Let the line containing "of the blue" serve as the first line of the answer and the final line of the entries as its last, with every line between copied exactly.

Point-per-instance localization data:
BEGIN
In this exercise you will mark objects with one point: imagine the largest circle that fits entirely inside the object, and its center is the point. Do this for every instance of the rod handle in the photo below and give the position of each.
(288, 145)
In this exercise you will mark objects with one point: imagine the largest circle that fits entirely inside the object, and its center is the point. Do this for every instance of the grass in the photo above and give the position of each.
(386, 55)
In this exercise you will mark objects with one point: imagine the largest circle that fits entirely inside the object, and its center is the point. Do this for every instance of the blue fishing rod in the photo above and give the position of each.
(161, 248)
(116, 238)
END
» SOLUTION TO THIS EXERCISE:
In this exercise you will mark objects with one point: imagine the largest circle that fits entirely inside the object, and its center is the point. Do this for every instance of the blue fishing rod in the photo above and give the position of each.
(161, 248)
(116, 238)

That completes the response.